** Task goal **
Copy out every row below word for word, leaving nothing out and adding nothing.

** Material to process **
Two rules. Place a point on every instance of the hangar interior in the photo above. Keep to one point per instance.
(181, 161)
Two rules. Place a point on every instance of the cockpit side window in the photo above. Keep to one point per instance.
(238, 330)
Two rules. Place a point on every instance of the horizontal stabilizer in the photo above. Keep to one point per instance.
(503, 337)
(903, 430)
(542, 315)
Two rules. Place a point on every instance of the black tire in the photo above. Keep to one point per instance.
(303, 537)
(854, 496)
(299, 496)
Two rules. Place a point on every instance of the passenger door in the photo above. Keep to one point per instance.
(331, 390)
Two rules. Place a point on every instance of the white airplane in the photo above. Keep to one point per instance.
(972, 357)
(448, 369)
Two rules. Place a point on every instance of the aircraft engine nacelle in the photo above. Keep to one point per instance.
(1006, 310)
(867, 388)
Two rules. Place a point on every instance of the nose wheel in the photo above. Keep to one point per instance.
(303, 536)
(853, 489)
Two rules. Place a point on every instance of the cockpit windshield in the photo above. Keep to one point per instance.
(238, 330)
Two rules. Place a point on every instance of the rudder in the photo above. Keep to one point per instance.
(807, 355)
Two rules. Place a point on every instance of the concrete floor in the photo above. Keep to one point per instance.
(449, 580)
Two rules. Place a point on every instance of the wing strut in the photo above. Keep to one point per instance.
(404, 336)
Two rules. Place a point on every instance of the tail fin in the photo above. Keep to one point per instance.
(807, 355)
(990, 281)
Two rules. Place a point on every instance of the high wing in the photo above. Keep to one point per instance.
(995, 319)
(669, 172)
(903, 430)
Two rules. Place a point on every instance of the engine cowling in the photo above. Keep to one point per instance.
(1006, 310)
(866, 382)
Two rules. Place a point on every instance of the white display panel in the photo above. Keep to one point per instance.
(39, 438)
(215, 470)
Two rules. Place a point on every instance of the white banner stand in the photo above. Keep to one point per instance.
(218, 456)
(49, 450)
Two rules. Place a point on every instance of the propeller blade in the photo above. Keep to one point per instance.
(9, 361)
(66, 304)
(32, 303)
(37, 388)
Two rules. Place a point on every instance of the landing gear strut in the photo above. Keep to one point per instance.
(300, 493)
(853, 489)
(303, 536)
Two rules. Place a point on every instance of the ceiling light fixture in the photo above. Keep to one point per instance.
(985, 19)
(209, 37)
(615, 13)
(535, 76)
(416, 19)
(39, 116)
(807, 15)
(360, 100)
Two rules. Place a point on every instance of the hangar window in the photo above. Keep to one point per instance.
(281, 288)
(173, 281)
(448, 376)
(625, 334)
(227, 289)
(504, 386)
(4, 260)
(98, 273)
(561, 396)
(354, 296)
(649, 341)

** Solution **
Two rules. Place a point on every instance of the hangar interior in the photo above. Keep to one point per instance.
(181, 161)
Two rules. Place a point on every instance of the cockpit side window in the photo above. Keep to one point per instance.
(238, 330)
Two rules. Place a point on every instance of the horizontal stabilizer in the photo above. Keep to one point per instance.
(503, 337)
(903, 430)
(542, 315)
Two rules. Place a point on every instance of the black tire in the photo above. Keep to one point per instance.
(303, 537)
(854, 496)
(299, 496)
Two rules. Place a point on every instance of the passenger door in the photo above. Keep to one point per instance.
(331, 390)
Two rules. Place a point on every instance of the white airplane in the photo above. Keep to one point per instance.
(972, 357)
(448, 369)
Two rules. Place a point on every instance of the aircraft engine nacelle in the photo above. Keep to one point per instance.
(1006, 310)
(867, 388)
Two rules. Place a point on every instance of the nose wheel in the photo above. Keep to one point per instance.
(303, 536)
(853, 489)
Two rules. Place a point on every instance of the cockpit windshield in the photo above. Keep to one point per instance.
(238, 330)
Two rules. Place a point on every instance of the rudder in the photo above. Keep to one point per instance.
(807, 355)
Two rules. Place a point on every instance of the concrete floor in the photo above. Keep to one point per instance.
(449, 580)
Two rules. Place a point on every instance of the wing strut in the photo above. Keep to one point per instance.
(404, 336)
Two rules. Place a point on every instance of the tail fin in the photo above. Keep to one point per instance.
(807, 355)
(990, 281)
Two rules. Place a point on every instance of the high wing in the photo above. Keep to one point per instance.
(995, 319)
(669, 172)
(903, 430)
Two rules. Place a point on every instance of the engine cowling in the photo above. Keep to one point per instance.
(1006, 310)
(866, 382)
Two rules. Place a point on every instance of the white display panel in the photo above. Keep to one point per instance.
(39, 438)
(215, 470)
Two rules. Place a point on every instance of the white banner stand in the photo above. Keep to one point per instance.
(218, 456)
(49, 450)
Two rules. Place a point on every instance of the propeller blade in the photo above. Keep to one point per instance.
(9, 361)
(66, 304)
(32, 303)
(37, 388)
Two rules. Place a point on every instance of the landing gear strut in the photo above. Keep to one point per instance.
(300, 493)
(853, 489)
(303, 536)
Two rules. Place a point on every instance of the ceiling light fixture in the photo above. Keep to one point per instance.
(985, 19)
(209, 37)
(615, 13)
(535, 76)
(416, 19)
(39, 116)
(807, 15)
(360, 100)
Two rules. Place a point on every instance of the hangar window in the photo above. Keep to one point per instance.
(281, 288)
(173, 281)
(448, 376)
(625, 334)
(227, 289)
(504, 386)
(4, 260)
(98, 273)
(561, 396)
(354, 296)
(649, 341)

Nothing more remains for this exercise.